Items from a dataset:
══════════

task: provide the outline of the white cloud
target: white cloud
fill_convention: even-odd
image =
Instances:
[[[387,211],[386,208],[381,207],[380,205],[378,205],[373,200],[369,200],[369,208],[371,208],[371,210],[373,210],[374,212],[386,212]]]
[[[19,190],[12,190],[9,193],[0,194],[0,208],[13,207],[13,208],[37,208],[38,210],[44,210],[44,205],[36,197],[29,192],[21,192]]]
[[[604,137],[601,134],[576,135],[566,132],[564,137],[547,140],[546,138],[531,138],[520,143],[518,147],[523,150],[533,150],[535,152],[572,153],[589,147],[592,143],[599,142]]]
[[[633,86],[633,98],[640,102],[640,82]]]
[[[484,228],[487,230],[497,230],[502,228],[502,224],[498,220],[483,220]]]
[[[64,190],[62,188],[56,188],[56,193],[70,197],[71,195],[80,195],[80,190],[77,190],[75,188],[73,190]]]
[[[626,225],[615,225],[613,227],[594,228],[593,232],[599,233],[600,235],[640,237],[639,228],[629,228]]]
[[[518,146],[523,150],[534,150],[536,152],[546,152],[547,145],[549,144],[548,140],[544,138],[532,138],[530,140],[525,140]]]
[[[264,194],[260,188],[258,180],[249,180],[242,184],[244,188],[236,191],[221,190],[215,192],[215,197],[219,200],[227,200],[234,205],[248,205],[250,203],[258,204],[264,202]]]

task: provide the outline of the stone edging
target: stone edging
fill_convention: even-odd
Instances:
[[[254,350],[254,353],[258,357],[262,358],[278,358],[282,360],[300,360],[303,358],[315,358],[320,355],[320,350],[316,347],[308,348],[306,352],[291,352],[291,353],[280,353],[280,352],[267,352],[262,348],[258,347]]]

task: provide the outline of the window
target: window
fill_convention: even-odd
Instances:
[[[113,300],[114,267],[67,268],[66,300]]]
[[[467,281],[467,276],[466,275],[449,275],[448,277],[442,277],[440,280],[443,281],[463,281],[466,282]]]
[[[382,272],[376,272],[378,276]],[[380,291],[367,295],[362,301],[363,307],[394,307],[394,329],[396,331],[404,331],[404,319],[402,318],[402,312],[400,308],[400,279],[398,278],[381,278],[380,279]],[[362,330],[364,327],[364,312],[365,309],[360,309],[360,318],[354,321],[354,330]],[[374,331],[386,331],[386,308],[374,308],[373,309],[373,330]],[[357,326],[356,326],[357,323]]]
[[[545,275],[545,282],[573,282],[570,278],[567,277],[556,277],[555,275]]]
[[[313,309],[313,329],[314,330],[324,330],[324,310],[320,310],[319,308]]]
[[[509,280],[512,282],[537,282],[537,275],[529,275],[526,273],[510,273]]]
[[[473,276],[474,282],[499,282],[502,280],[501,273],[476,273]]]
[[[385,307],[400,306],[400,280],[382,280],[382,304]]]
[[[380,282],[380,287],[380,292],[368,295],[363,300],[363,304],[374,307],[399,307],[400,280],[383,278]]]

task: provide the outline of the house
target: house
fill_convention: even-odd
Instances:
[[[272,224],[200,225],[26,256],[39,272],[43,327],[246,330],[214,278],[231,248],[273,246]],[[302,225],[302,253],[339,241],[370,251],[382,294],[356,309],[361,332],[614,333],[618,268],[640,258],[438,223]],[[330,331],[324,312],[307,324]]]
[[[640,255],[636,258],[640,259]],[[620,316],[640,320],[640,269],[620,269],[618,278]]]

══════════

• EXERCISE GOAL
For the word "white", report how many lines of the records contain it; respond with the number only.

• RESPONSE FOR THIS EXERCISE
2